_Listing:_
--- BEGIN ---

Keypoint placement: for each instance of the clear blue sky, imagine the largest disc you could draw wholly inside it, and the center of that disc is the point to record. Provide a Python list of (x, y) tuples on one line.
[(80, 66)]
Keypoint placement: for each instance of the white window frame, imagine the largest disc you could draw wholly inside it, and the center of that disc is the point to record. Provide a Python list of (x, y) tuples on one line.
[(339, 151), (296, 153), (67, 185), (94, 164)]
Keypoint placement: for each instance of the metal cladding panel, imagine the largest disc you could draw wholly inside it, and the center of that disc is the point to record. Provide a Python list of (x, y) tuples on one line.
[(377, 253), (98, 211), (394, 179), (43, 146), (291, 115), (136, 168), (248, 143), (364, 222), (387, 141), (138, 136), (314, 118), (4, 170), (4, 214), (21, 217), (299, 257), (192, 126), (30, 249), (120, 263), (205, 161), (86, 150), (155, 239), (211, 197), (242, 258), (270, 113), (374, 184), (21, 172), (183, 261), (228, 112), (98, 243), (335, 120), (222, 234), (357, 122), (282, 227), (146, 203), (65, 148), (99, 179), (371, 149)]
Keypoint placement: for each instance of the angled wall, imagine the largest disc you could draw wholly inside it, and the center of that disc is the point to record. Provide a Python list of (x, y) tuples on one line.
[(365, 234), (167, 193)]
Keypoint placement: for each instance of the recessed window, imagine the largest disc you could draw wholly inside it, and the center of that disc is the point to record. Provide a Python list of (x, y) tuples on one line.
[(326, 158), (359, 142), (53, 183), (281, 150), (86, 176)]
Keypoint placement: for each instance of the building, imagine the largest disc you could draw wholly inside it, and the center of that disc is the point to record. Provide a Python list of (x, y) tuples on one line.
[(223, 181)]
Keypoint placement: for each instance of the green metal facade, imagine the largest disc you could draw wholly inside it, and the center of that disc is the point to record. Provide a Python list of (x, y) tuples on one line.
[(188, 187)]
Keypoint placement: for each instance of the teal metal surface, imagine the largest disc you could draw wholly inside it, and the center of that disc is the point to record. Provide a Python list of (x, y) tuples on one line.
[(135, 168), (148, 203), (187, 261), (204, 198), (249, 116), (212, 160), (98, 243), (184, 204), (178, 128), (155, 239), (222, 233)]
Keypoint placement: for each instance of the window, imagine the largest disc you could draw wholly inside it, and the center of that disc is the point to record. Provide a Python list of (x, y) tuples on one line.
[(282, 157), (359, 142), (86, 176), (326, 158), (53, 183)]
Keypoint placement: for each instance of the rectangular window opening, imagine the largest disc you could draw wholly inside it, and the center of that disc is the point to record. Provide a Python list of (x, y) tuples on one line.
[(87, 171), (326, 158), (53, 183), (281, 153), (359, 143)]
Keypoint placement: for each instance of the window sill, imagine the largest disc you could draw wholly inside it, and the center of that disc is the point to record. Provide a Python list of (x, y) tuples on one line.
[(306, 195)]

--- END ---

_What to do:_ Write out all of the lines above, character for character.

_Full solution:_
Keypoint placement: for each instance of the clear blue sky, imagine the largest disc you could draw wholly inside it, and the center of that disc is the point to record. Provide a Python list of (x, y) tuples on one line.
[(80, 66)]
Keypoint placement: for each instance of the white window frame, imagine the largest disc you could draw wholly inside it, and the center of that disc is the point to record. Provide a Python list of (x, y) tuples on one line.
[(339, 151), (296, 153), (67, 185), (94, 164)]
Keypoint placement: for each instance of the metal cladding panel, imagine the largest disc you could draw wholly inside it, and the center of that disc is the point to record. Provide a Python list of (x, y) tuples on one line.
[(377, 253), (98, 211), (394, 179), (43, 146), (291, 115), (136, 168), (248, 143), (364, 222), (387, 141), (138, 136), (314, 118), (4, 170), (4, 214), (21, 217), (299, 257), (192, 126), (30, 249), (120, 263), (205, 161), (86, 150), (155, 239), (211, 197), (242, 258), (270, 113), (374, 184), (21, 172), (183, 261), (228, 112), (98, 243), (335, 120), (222, 234), (357, 122), (282, 227), (146, 203), (65, 148), (99, 179), (371, 149)]
Keypoint placement: for each instance of the angled wall, imagine the largest disc you could draw wholly inside it, and the center of that disc is the point to record. Provide a Python list of (x, y) tuples on one line.
[(365, 234), (167, 193)]
Keypoint placement: for each instance of the recessed window, imagine the largest disc you could draw wholly inside it, and the center of that disc is the point to record. Provide a Python list of (x, y) tuples on one line.
[(326, 158), (359, 142), (53, 183), (281, 150), (86, 176)]
Keypoint placement: for each instance of the building, imagine the largest disc you could draw wholly inside it, and the center of that disc is the point to record. Provide a Python list of (x, y) tuples on one line.
[(223, 181)]
Keypoint placement: for each instance of the green metal facade, imagine the largest disc you could draw wholly inside it, and the center of that disc is the point to record. Provide a Python list of (x, y) tuples on one line.
[(188, 187)]
Keypoint placement: for each instance of the teal metal surface, imagine the largest disc you could draw wholly inside it, and the center of that disc is the point to record. Provide a Python list of (x, y) tuples on one line.
[(135, 168), (148, 203), (187, 261), (204, 198), (249, 116), (212, 160), (98, 243), (184, 204), (178, 128), (155, 239), (222, 233)]
Keypoint placement: for each instance of the window, imagine the largest disc you could draw wholly inside it, and the center of that disc is the point to record. Provide a Python list of (x, y) tuples on one line.
[(282, 157), (359, 142), (86, 176), (326, 158), (53, 183)]
Keypoint placement: for each instance of the rectangular window opening, imagine the largest disc you could draw wholly inside it, and the center of that disc is the point to record. Provide a Python list of (x, y) tuples on one line.
[(87, 171), (326, 158), (53, 183), (281, 153), (359, 143)]
Keypoint placement: for each instance of the window sill, imagine the largest disc you could draw wholly inside it, and the center of that disc is the point to record. Provide a Python list of (x, y) tuples on one line.
[(306, 195)]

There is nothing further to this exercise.